EXERCISE OBJECTIVE ▸
Return, unchanged, each line of the rows below that contains the word "pink".

(Recorded data)
⟨
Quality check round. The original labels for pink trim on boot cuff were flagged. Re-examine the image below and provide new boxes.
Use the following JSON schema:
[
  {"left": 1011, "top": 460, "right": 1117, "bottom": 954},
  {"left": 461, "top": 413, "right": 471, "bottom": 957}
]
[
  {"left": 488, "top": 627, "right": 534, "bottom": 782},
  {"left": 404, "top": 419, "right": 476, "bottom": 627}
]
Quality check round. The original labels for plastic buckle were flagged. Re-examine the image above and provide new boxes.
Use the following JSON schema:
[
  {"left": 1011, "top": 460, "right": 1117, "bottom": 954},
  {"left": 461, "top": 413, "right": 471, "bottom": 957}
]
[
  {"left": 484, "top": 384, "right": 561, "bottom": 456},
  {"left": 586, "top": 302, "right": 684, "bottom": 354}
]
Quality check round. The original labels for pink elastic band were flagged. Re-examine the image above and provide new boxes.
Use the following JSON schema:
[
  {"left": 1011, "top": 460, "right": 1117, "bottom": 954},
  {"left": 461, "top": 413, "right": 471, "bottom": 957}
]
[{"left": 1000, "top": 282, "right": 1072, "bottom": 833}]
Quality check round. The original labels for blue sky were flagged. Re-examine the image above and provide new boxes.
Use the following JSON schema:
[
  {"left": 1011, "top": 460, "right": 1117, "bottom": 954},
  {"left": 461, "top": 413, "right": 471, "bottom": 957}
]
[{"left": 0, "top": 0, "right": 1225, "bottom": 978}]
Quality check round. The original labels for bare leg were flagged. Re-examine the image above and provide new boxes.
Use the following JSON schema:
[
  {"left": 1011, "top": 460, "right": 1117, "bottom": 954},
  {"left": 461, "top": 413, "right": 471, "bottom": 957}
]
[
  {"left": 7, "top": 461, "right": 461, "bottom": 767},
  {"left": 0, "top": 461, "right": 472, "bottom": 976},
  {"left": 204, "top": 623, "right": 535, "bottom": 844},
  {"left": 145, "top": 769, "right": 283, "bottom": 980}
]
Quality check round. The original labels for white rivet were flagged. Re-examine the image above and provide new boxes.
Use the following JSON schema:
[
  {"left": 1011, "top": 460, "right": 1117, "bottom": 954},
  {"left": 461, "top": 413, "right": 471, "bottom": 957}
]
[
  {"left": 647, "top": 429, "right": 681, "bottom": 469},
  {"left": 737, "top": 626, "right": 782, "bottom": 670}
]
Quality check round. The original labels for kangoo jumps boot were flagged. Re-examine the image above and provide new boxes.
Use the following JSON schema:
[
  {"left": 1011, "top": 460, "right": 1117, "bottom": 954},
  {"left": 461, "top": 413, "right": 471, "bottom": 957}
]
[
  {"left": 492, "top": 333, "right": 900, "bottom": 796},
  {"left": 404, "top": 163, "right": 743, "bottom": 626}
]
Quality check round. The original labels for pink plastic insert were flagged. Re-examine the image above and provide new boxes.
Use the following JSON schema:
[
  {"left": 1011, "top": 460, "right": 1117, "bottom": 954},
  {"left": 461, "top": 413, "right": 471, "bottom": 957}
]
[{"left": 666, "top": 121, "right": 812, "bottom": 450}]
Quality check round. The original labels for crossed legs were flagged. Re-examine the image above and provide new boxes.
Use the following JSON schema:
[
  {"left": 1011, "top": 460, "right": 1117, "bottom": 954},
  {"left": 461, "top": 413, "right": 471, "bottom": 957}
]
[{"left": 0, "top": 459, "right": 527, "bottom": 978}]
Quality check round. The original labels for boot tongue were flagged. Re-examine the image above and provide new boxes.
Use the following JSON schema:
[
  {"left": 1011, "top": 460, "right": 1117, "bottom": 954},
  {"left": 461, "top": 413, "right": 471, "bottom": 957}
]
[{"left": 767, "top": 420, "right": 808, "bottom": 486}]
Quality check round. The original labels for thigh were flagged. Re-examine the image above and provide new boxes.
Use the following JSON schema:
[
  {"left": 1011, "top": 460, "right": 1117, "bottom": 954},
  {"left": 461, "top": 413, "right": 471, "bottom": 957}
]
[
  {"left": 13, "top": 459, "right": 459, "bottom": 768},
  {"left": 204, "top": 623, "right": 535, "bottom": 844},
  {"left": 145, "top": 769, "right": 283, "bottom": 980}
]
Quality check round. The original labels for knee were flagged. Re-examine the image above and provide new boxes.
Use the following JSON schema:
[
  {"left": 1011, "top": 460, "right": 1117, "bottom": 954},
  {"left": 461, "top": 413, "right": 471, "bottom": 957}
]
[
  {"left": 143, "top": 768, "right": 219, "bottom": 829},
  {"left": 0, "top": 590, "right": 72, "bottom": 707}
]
⟩
FINAL ANSWER ▸
Quality check round. The original labels for pink trim on boot cuff were flagged. Re-examine the image below and provide new boxes.
Quality check round. The original labels for pink elastic band were flagged. Re-examine the image above and provide new boxes.
Quality check round. The original labels for pink plastic insert were flagged. Re-examine the image above and provide new boxes.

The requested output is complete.